Records:
- - -

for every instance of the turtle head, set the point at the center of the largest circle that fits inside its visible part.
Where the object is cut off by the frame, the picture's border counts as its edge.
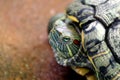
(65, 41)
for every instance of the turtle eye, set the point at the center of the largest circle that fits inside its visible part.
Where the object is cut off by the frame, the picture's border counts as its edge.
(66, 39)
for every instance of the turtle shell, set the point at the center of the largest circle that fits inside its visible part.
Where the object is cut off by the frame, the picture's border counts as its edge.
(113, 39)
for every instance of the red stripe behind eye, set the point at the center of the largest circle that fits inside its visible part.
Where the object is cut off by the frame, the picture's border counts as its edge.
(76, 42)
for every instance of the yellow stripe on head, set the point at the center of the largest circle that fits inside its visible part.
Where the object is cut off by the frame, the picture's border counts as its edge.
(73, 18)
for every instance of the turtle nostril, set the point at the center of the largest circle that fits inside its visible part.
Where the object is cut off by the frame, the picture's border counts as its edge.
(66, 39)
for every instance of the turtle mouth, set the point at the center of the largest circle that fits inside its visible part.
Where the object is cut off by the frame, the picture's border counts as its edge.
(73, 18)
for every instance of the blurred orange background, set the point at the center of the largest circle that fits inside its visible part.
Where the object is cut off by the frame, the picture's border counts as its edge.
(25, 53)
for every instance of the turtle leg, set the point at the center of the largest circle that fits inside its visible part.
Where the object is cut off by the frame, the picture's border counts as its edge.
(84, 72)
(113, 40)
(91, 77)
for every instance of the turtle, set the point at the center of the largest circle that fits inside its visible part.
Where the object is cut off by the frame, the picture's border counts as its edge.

- - -

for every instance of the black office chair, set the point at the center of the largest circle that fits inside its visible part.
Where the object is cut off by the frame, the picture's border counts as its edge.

- - -

To do:
Retype only the stretch of lines above starting at the one with "for every instance of the turtle mouth, set" and stopping at the one with "for every instance of the blurred", exactly as written, with both kept.

Written reply:
for every instance of the turtle mouth, set the point at the center of the largest circle that fits inside its visible part.
Where the object is cut off by the frame, the picture's border counts as its edge.
(73, 18)
for every instance of the blurred orange background, set the point at the center of the largest circle that fits inside its visible part.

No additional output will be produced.